Company M in 1865 in one of the Washington, DC forts

The 9th New York Heavy Artillery Regiment, U.S. Volunteers was a regiment in the American Civil War. It was one of the nine Heavy Artillery regiments to suffer over 200 killed. It is also mentioned as one of Fox's 300 Fighting Regiments.

== History ==

===Formation and defences of Washington, D.C.===
The regiment was originally mustered in on September 8, 1862, as the 138th New York Infantry Regiment, was quickly taken to Washington D.C. to be used in the defenses of the nation's capital. On December 19, 1862, it was redesignated as the 9th New York Heavy Artillery Regiment. On February 5, 1863, an additional Company M was created within the regiment with the transfer of the 22d N.Y. Volunteer Battery. Company L was organized in Albany between November 4 and December 9, 1863.

Amongst the regimental commanders, William H. Seward Jr. stands out as he is the son of then-Secretary of State William H. Seward. Due to this, William H. Seward visited the regiment often, and as a consequence, it gained the nickname, "Seward's Pets."
------------------------------------------------------------------------
> _ACTIVITY LIST_:
1. Quote the passage on the 9th New York Heavy Artillery word for word, everything from "The 9th New York Heavy Artillery Regiment, U.S." down to "300 Fighting Regiments.".
2. Write what comes next in the history of the 9th New York Heavy Artillery Regiment, picking up after its final sentence.
------------------------------------------------------------------------
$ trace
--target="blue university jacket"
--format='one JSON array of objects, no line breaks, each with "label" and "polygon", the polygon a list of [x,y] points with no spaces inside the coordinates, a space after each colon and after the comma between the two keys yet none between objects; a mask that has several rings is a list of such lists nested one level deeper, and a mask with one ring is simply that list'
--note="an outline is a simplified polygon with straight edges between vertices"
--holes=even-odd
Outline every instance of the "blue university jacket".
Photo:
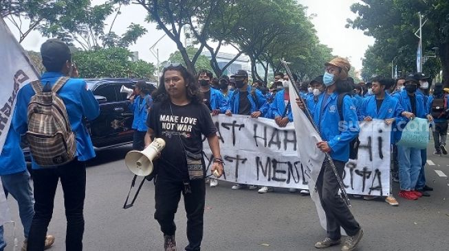
[{"label": "blue university jacket", "polygon": [[[142,99],[142,104],[140,99]],[[138,95],[134,101],[129,104],[129,110],[133,111],[134,119],[133,120],[133,129],[139,132],[146,132],[146,117],[148,117],[148,108],[153,106],[153,99],[149,94],[143,98]]]},{"label": "blue university jacket", "polygon": [[220,110],[220,113],[225,113],[228,108],[228,99],[219,90],[210,88],[210,108],[212,110]]},{"label": "blue university jacket", "polygon": [[0,175],[17,174],[26,169],[23,152],[20,147],[20,134],[11,125],[0,154]]},{"label": "blue university jacket", "polygon": [[[311,111],[322,140],[327,141],[331,149],[331,157],[334,160],[347,162],[349,159],[349,143],[357,136],[360,129],[355,105],[349,95],[343,99],[342,111],[344,122],[340,123],[337,108],[338,97],[336,93],[332,93],[325,103],[322,112],[321,106],[325,97],[325,94],[322,94],[314,109],[311,109]],[[315,145],[310,147],[316,147]]]},{"label": "blue university jacket", "polygon": [[[250,112],[254,112],[260,110],[262,112],[262,115],[263,115],[267,112],[267,109],[268,108],[267,106],[263,106],[265,103],[267,103],[267,98],[265,97],[265,95],[262,93],[261,91],[256,89],[254,91],[256,98],[254,99],[252,97],[252,95],[251,95],[251,88],[252,87],[248,86],[248,100],[250,101],[250,104],[251,104],[251,109]],[[240,102],[240,91],[239,90],[234,91],[233,92],[229,94],[228,97],[229,98],[228,98],[228,102],[227,106],[228,108],[226,110],[230,110],[231,112],[232,112],[232,114],[239,114],[239,102]],[[256,101],[257,101],[257,104],[256,104]]]},{"label": "blue university jacket", "polygon": [[[41,77],[41,82],[44,85],[48,82],[52,86],[56,80],[63,76],[63,73],[60,72],[45,72]],[[17,104],[12,124],[14,129],[20,134],[25,134],[28,130],[28,104],[34,94],[34,91],[30,84],[25,84],[17,93]],[[94,94],[87,90],[84,80],[71,78],[59,90],[58,95],[65,104],[72,130],[76,135],[78,160],[85,161],[95,157],[90,135],[83,123],[85,117],[91,121],[100,115],[100,106]],[[33,161],[32,168],[41,167]]]},{"label": "blue university jacket", "polygon": [[[285,111],[285,101],[284,100],[284,93],[285,90],[282,90],[276,93],[273,103],[272,103],[272,109],[273,111],[273,117],[278,116],[283,117]],[[293,113],[292,112],[292,106],[289,104],[288,109],[286,114],[289,121],[293,121]]]}]

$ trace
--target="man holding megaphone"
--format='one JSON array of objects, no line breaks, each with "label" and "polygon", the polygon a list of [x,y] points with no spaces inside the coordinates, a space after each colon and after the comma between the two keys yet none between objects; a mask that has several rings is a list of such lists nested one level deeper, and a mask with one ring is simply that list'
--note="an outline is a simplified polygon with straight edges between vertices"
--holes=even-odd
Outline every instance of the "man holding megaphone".
[{"label": "man holding megaphone", "polygon": [[153,98],[155,103],[146,120],[145,145],[149,146],[155,138],[165,141],[156,160],[155,189],[155,219],[164,233],[164,250],[177,250],[174,218],[182,193],[189,242],[185,249],[199,250],[206,197],[201,136],[207,138],[214,156],[211,171],[220,177],[223,163],[217,128],[210,111],[203,103],[197,80],[182,65],[172,64],[164,69]]}]

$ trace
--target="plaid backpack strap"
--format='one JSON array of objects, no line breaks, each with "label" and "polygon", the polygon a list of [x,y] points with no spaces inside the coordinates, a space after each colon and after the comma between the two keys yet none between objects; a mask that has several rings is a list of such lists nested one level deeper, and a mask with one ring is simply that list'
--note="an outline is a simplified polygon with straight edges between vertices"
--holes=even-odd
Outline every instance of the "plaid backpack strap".
[{"label": "plaid backpack strap", "polygon": [[52,88],[52,91],[53,93],[57,93],[59,91],[59,89],[61,89],[61,87],[63,87],[63,86],[65,83],[67,83],[67,81],[69,81],[69,79],[70,78],[69,78],[67,77],[59,77],[59,79],[58,79],[56,82],[54,84],[54,85]]},{"label": "plaid backpack strap", "polygon": [[43,86],[42,86],[41,81],[39,80],[33,81],[30,82],[30,84],[31,84],[31,87],[33,88],[33,91],[34,91],[34,93],[36,93],[36,94],[42,94]]}]

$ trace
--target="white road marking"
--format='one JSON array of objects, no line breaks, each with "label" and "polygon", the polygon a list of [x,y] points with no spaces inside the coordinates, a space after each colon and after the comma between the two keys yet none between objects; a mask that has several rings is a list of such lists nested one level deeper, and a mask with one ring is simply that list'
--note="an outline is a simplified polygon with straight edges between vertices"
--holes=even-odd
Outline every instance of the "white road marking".
[{"label": "white road marking", "polygon": [[434,170],[437,174],[438,174],[439,176],[440,177],[448,177],[446,174],[444,174],[443,172],[442,172],[440,170]]}]

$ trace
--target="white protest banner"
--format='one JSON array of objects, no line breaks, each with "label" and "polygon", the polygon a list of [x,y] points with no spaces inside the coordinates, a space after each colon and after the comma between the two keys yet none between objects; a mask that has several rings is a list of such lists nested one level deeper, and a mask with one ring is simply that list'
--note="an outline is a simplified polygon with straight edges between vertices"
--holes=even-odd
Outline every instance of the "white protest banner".
[{"label": "white protest banner", "polygon": [[[226,175],[222,180],[308,189],[305,170],[296,152],[298,144],[292,123],[279,128],[274,120],[265,118],[219,115],[212,119],[218,129],[220,150],[226,163]],[[212,154],[207,141],[204,142],[204,152],[208,169]]]},{"label": "white protest banner", "polygon": [[23,48],[0,17],[0,152],[10,128],[19,90],[39,78]]},{"label": "white protest banner", "polygon": [[[292,106],[294,109],[294,106]],[[319,169],[318,174],[314,171],[315,167],[320,168],[324,155],[318,151],[313,141],[318,140],[319,136],[313,134],[310,128],[303,130],[298,128],[295,133],[293,123],[280,128],[273,119],[252,119],[243,115],[219,115],[212,117],[212,119],[218,129],[220,150],[226,163],[226,175],[221,180],[259,186],[309,189],[309,176],[318,178]],[[389,191],[390,165],[387,162],[389,162],[390,152],[387,148],[389,149],[390,135],[371,131],[373,127],[362,126],[362,128],[366,131],[360,137],[359,155],[367,157],[360,158],[360,163],[358,160],[347,165],[344,173],[348,174],[344,174],[347,191],[352,194],[386,195]],[[309,137],[313,138],[313,141]],[[380,142],[384,152],[378,151]],[[212,158],[207,141],[204,141],[204,146],[206,165],[209,169]],[[298,150],[301,154],[301,150],[305,151],[307,154],[303,155],[309,157],[300,158]],[[379,160],[381,154],[383,158]],[[304,165],[304,163],[309,165]]]},{"label": "white protest banner", "polygon": [[346,163],[344,180],[348,193],[387,196],[390,194],[391,126],[373,119],[359,123],[357,160]]}]

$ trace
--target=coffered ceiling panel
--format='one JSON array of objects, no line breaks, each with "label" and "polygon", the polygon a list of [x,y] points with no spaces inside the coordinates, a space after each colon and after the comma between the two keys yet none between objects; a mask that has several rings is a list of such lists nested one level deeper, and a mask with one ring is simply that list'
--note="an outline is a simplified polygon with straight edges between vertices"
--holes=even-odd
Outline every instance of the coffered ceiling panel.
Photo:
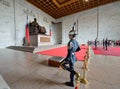
[{"label": "coffered ceiling panel", "polygon": [[26,0],[53,18],[91,9],[120,0]]}]

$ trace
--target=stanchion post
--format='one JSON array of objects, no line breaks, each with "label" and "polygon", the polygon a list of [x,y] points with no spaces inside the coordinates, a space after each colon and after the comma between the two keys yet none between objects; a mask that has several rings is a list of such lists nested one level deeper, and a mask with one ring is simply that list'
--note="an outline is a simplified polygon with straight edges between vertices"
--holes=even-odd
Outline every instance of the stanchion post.
[{"label": "stanchion post", "polygon": [[85,56],[85,60],[84,60],[83,78],[80,81],[83,84],[88,84],[88,80],[86,79],[86,70],[85,70],[85,67],[86,67],[86,58],[87,58],[87,55]]}]

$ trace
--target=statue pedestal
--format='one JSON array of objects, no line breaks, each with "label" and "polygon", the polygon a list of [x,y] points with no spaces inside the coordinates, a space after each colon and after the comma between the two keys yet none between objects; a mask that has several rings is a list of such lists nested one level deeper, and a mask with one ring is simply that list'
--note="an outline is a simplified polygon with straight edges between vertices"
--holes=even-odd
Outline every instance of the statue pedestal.
[{"label": "statue pedestal", "polygon": [[30,45],[31,46],[52,45],[51,36],[42,34],[30,35]]}]

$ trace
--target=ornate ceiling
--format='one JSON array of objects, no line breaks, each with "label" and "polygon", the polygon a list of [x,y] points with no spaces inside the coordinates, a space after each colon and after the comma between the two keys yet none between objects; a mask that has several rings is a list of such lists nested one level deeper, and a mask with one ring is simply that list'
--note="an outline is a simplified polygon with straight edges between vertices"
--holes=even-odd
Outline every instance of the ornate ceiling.
[{"label": "ornate ceiling", "polygon": [[26,0],[54,18],[60,18],[76,12],[120,0]]}]

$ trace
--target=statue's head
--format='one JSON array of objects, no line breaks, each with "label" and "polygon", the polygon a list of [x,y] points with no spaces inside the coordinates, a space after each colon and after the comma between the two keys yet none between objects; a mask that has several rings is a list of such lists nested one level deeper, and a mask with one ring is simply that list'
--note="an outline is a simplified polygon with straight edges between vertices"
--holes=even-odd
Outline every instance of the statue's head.
[{"label": "statue's head", "polygon": [[76,36],[76,33],[75,33],[75,31],[74,31],[74,29],[72,28],[72,30],[71,31],[69,31],[69,38],[71,39],[71,38],[74,38],[75,36]]}]

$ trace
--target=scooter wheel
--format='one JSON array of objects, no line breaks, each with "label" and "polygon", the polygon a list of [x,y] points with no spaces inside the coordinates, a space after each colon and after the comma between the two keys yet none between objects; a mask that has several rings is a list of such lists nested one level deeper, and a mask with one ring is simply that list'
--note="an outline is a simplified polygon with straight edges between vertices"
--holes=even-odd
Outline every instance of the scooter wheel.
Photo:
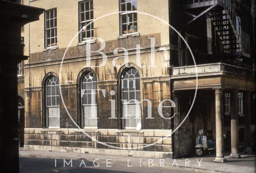
[{"label": "scooter wheel", "polygon": [[203,154],[203,150],[202,149],[202,147],[196,149],[196,154],[197,155],[201,156]]}]

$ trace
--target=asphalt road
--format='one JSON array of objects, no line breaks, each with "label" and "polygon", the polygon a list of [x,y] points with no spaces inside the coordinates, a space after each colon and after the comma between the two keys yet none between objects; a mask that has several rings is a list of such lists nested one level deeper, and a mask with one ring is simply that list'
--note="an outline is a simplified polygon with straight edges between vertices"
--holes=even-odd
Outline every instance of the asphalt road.
[{"label": "asphalt road", "polygon": [[[64,167],[63,159],[55,159],[51,158],[38,158],[28,157],[20,157],[20,171],[21,173],[181,173],[194,172],[181,169],[170,169],[152,167],[128,167],[127,165],[111,164],[112,167],[107,167],[106,164],[99,163],[99,166],[96,167],[92,162],[84,160],[84,164],[82,164],[79,167],[82,159],[73,160],[72,167],[71,164]],[[67,159],[68,163],[70,160]],[[97,165],[97,163],[95,163]]]}]

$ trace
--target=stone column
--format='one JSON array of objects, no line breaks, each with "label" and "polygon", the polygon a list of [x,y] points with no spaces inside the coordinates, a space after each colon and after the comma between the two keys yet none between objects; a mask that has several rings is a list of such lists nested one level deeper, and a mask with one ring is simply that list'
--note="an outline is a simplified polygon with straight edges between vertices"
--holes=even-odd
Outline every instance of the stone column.
[{"label": "stone column", "polygon": [[240,158],[238,154],[238,111],[237,91],[230,92],[231,154],[230,158]]},{"label": "stone column", "polygon": [[251,99],[249,91],[244,92],[244,151],[247,154],[252,153],[251,135]]},{"label": "stone column", "polygon": [[213,161],[225,162],[227,160],[224,158],[222,90],[221,87],[215,88],[213,89],[215,90],[216,116],[216,158]]}]

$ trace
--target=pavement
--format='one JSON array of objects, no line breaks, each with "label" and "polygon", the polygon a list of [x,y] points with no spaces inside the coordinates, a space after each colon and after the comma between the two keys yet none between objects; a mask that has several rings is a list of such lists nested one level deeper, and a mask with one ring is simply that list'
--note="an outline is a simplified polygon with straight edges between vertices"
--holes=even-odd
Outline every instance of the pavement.
[{"label": "pavement", "polygon": [[[178,172],[252,173],[255,172],[255,155],[241,154],[240,158],[231,159],[228,158],[228,153],[226,154],[225,158],[228,161],[217,163],[213,161],[215,158],[214,155],[200,157],[195,157],[176,159],[160,159],[88,153],[28,151],[23,150],[22,148],[20,150],[20,157],[29,157],[54,159],[54,162],[56,161],[56,164],[62,167],[64,162],[64,159],[67,162],[66,165],[72,159],[73,161],[77,163],[78,165],[76,166],[78,167],[79,167],[81,163],[82,166],[84,166],[82,163],[84,161],[85,162],[90,162],[91,165],[92,164],[92,166],[97,165],[96,163],[99,163],[100,165],[104,165],[106,167],[114,165],[124,166],[128,168],[131,168],[130,167],[132,166],[140,168],[161,168],[173,170],[172,172],[175,172],[177,170],[179,171]],[[52,164],[54,164],[54,163]],[[66,166],[68,166],[66,165]],[[149,171],[144,172],[148,172]],[[139,172],[136,171],[136,172]]]}]

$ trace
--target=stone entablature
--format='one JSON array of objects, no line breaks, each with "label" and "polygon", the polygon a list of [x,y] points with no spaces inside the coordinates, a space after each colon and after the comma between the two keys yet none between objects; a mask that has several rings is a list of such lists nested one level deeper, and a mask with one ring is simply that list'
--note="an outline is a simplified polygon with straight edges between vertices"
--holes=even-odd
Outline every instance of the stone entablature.
[{"label": "stone entablature", "polygon": [[[253,71],[221,63],[196,65],[196,67],[198,77],[223,75],[224,72],[228,72],[230,75],[233,73],[243,75],[246,77],[255,76],[255,72]],[[194,65],[179,67],[172,69],[171,76],[172,78],[175,79],[184,77],[185,75],[191,77],[195,76],[196,73]]]},{"label": "stone entablature", "polygon": [[[172,156],[172,138],[168,137],[170,130],[118,130],[82,129],[92,136],[87,136],[83,132],[76,128],[44,129],[26,128],[25,129],[25,146],[27,149],[52,150],[64,152],[82,151],[84,153],[96,153],[98,149],[120,151],[115,152],[116,155],[126,155],[126,153],[134,151],[146,151],[147,152],[132,152],[127,154],[136,157],[147,157],[158,152],[156,157],[170,157]],[[96,140],[115,147],[128,148],[118,149],[102,145]],[[141,148],[137,147],[157,144]],[[75,148],[77,148],[75,149]],[[78,149],[77,149],[78,148]],[[104,149],[102,151],[104,151]],[[130,153],[128,151],[130,151]],[[106,151],[103,152],[102,154]],[[87,153],[88,152],[88,153]],[[109,154],[108,152],[106,154]]]},{"label": "stone entablature", "polygon": [[195,89],[197,83],[198,89],[222,87],[252,91],[256,87],[254,77],[253,71],[219,63],[198,65],[196,68],[174,67],[170,79],[174,90]]}]

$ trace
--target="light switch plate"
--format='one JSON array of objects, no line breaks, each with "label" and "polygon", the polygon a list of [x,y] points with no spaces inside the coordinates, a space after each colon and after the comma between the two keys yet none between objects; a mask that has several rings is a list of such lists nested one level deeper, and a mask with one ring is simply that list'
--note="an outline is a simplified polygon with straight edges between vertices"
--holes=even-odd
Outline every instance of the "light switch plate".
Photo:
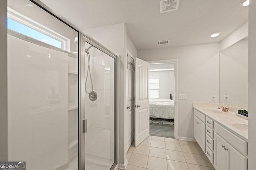
[{"label": "light switch plate", "polygon": [[180,94],[179,95],[179,99],[181,100],[186,100],[187,95],[186,94]]}]

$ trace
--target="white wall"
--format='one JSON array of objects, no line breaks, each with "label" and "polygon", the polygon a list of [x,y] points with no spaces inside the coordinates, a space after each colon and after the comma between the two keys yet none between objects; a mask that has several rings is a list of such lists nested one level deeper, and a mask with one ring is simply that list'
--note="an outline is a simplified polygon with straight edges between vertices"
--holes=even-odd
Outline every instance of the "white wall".
[{"label": "white wall", "polygon": [[[119,102],[119,110],[117,113],[120,126],[118,129],[119,135],[119,152],[117,155],[119,158],[121,166],[124,167],[126,160],[125,151],[126,140],[124,134],[126,122],[124,121],[124,113],[126,111],[126,28],[124,23],[107,25],[85,30],[83,32],[105,46],[117,55],[120,55],[120,75]],[[119,113],[118,113],[119,112]],[[119,114],[118,114],[119,113]]]},{"label": "white wall", "polygon": [[138,51],[136,47],[134,46],[131,39],[130,39],[128,35],[126,35],[126,49],[129,52],[130,55],[132,55],[134,58],[137,57]]},{"label": "white wall", "polygon": [[0,1],[0,161],[7,161],[8,147],[7,0]]},{"label": "white wall", "polygon": [[[250,0],[249,6],[249,115],[248,144],[248,169],[256,169],[256,0]],[[252,114],[251,114],[252,113]]]},{"label": "white wall", "polygon": [[220,66],[220,103],[248,104],[248,40],[241,39],[222,51]]},{"label": "white wall", "polygon": [[[179,137],[194,139],[193,102],[219,102],[219,47],[212,43],[138,51],[146,61],[178,59],[178,93],[187,98],[178,100]],[[211,100],[213,94],[216,101]]]},{"label": "white wall", "polygon": [[222,51],[248,35],[248,21],[223,39],[220,43],[220,51]]},{"label": "white wall", "polygon": [[170,99],[170,94],[174,97],[174,71],[151,71],[150,78],[159,78],[159,99]]}]

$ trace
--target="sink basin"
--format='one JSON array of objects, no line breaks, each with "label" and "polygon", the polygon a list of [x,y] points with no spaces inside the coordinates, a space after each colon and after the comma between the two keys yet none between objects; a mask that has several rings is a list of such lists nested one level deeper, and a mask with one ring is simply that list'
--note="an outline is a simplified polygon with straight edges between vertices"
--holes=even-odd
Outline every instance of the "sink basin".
------------------------------------------------------------------------
> _TASK ANSWERS_:
1.
The 9th New York Heavy Artillery Regiment, U.S. Volunteers was a regiment in the American Civil War. It was one of the nine Heavy Artillery regiments to suffer over 200 killed. It is also mentioned as one of Fox's 300 Fighting Regiments.

2.
The Regiment was divided into three battalions. After the formation of the regiment, its duties were the protection of the capital. While there, it built and garrisoned Fort Mansfield, Fort Bayard, Fort Gaines, and Fort Foote until spring, 1864. A letter to the editor of the Dem. Press gives the condition of the regiment on March 11, 1864, about two months before the 9th began combat operations. The letter is taken from the New York State Military Museum and Veterans Research Center.

The 9th Artillery—their number, services, condition, &c.
Hospital Dep't, 9th N. Y. Artillery,
Fort Mansfield, Md., March 11, '64.
TO THE EDITOR DEM. PRESS:—There has been a great deal said in Lyons and vicinity respecting the number of men in the Ninth Artillery--the number ranging, as stated by different reports, at all points from eighteen hundred up to three thousand. For the information of those who are not posted, I will state that the aggregate number in the Report which was this morning sent to Brigade Headquarters was 1,674; of this number 79 are recruits who have lately arrived, and are not yet assigned to companies. The number of men in each Company is as follows: Co. A, 127; B, 147; C, 99; D, 121; E, 91; F, 132; G, 102; H, 146; I, 148; K, 147; L, 147; M, 137. These numbers, of course, do not include commissioned officers.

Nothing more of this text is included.